--- Begin Data to process ---

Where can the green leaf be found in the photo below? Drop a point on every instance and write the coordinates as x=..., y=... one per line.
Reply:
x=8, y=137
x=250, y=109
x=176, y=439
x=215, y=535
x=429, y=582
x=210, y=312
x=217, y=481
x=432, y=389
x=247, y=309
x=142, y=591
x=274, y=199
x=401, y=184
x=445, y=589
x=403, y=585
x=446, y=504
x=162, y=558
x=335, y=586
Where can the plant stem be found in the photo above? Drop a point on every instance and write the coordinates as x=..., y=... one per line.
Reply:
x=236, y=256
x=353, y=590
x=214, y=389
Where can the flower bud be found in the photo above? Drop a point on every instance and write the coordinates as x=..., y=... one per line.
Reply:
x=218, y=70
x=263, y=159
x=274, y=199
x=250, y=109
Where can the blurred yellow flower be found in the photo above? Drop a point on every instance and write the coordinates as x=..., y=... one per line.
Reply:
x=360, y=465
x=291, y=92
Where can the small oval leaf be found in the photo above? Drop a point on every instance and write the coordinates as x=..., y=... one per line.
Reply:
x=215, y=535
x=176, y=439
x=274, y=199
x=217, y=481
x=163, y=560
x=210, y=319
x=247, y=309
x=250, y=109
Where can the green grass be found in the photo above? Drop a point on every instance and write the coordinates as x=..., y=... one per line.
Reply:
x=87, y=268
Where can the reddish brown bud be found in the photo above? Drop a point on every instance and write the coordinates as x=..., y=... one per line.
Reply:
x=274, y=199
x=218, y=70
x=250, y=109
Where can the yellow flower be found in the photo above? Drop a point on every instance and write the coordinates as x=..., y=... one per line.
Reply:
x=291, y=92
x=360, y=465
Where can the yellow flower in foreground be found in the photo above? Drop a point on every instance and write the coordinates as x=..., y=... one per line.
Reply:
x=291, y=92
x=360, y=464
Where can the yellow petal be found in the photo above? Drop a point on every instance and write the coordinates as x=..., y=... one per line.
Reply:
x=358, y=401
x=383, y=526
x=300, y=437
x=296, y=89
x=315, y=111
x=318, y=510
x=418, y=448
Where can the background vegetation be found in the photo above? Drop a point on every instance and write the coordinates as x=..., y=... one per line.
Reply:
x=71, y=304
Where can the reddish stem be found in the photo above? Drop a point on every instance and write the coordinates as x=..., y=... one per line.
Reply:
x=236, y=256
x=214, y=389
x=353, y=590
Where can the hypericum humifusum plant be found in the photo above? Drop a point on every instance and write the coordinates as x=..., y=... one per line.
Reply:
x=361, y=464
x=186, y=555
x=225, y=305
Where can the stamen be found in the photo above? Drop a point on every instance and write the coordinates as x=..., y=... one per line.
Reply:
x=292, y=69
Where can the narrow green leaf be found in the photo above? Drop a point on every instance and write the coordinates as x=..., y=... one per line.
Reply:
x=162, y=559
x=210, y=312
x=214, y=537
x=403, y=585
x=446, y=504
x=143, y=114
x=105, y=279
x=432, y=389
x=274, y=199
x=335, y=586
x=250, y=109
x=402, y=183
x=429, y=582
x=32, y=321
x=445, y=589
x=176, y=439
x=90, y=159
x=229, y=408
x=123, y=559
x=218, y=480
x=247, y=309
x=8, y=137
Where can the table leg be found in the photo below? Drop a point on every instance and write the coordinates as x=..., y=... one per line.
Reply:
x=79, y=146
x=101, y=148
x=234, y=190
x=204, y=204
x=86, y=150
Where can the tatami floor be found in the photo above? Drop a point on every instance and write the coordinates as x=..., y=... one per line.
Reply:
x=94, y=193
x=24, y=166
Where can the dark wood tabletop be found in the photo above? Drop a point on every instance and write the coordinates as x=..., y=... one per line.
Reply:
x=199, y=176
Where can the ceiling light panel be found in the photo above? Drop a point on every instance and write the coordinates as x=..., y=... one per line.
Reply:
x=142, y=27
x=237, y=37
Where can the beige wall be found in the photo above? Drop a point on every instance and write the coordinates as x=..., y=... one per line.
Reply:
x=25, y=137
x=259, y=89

--- End Data to process ---

Prompt: Reproduce all of the data above verbatim, line by line, with nothing altered or omitted.

Task answer:
Where can the green leaf be found in the photo below? Drop a point on every instance and write the coordinates as x=..., y=... one per line.
Reply:
x=8, y=137
x=250, y=109
x=176, y=439
x=215, y=535
x=429, y=582
x=210, y=312
x=217, y=481
x=432, y=389
x=247, y=309
x=142, y=591
x=274, y=199
x=401, y=184
x=445, y=589
x=403, y=585
x=446, y=504
x=162, y=558
x=335, y=586
Where can the plant stem be found in the photo above? Drop a point on every instance and write the coordinates as x=..., y=... one per line.
Reply:
x=236, y=256
x=353, y=590
x=214, y=389
Where can the flower bud be found in the photo above? Drop a point on every instance and write the coordinates as x=..., y=... one per line.
Reply:
x=218, y=70
x=263, y=159
x=274, y=199
x=250, y=109
Where can the blurred yellow flower be found in the photo above? Drop a point on every instance and write the coordinates as x=..., y=... one per line.
Reply:
x=360, y=465
x=291, y=92
Where can the small oval leaf be found in the photo above? Drop a point on every instance and write the coordinates as x=..., y=... one per line.
Reply:
x=215, y=535
x=176, y=439
x=274, y=199
x=217, y=481
x=163, y=560
x=210, y=319
x=247, y=309
x=250, y=109
Where can the green grass be found in the photo above? Drop a point on every instance and write the coordinates as x=..., y=... one per line.
Reply:
x=87, y=268
Where can the reddish brown bud be found in the photo above? Drop a point on every instance and write the coordinates as x=..., y=... one per line.
Reply:
x=274, y=199
x=218, y=70
x=250, y=109
Where can the yellow flower be found in the photo above? Drop a point on every instance and write the coordinates as x=..., y=... one per line.
Reply:
x=291, y=92
x=360, y=465
Where can the yellow flower in foreground be found in the photo above? Drop a point on every instance and write the coordinates as x=..., y=... one per line.
Reply:
x=291, y=92
x=360, y=464
Where can the yellow petal be found in the photo above? Drop a point on every instance and write the coordinates as x=..., y=... one per line.
Reply:
x=358, y=401
x=383, y=526
x=300, y=437
x=296, y=89
x=315, y=111
x=318, y=510
x=418, y=448
Where can the background vegetation be found in the photo above? Drop a point on every instance and write the coordinates as x=..., y=... one per line.
Reply:
x=71, y=304
Where can the reddish stem be found in the photo above? Drop a point on every instance and write the coordinates as x=..., y=... one per line.
Reply:
x=236, y=256
x=214, y=389
x=353, y=590
Where can the hypericum humifusum plant be found in the photo above? Drop a point on every instance and write the coordinates as x=..., y=... one per line.
Reply:
x=361, y=464
x=186, y=555
x=225, y=305
Where can the stamen be found in the photo above? Drop a point on every instance and write the coordinates as x=..., y=... one per line.
Reply:
x=292, y=69
Where can the narrow green leaf be found in the photo above? Drop a point on every instance and write the coordinates as x=..., y=... one per line.
Reply:
x=162, y=559
x=210, y=312
x=214, y=537
x=403, y=585
x=446, y=504
x=143, y=114
x=105, y=279
x=432, y=389
x=274, y=199
x=335, y=586
x=250, y=109
x=402, y=183
x=429, y=582
x=32, y=321
x=445, y=589
x=176, y=439
x=90, y=159
x=229, y=408
x=123, y=559
x=218, y=480
x=247, y=309
x=8, y=137
Where can the table leg be found in the photo below? Drop a point on every instance and write the coordinates as x=..., y=... one per line.
Reply:
x=79, y=146
x=101, y=148
x=234, y=190
x=204, y=204
x=86, y=150
Where can the tatami floor be found in the photo above? Drop a point on every instance and write the coordinates as x=..., y=... one per line.
Reply:
x=94, y=193
x=24, y=166
Where can the dark wood tabletop be found in the photo above? Drop a point on every instance and write the coordinates as x=..., y=... one per line.
Reply:
x=199, y=176
Where can the ceiling light panel be found in the photo above? Drop a point on every instance and write the coordinates as x=..., y=... one per line.
Reply:
x=142, y=27
x=237, y=37
Where can the beige wall be found in the photo above? Drop a point on every instance and write the coordinates as x=..., y=... one per line.
Reply:
x=25, y=137
x=259, y=89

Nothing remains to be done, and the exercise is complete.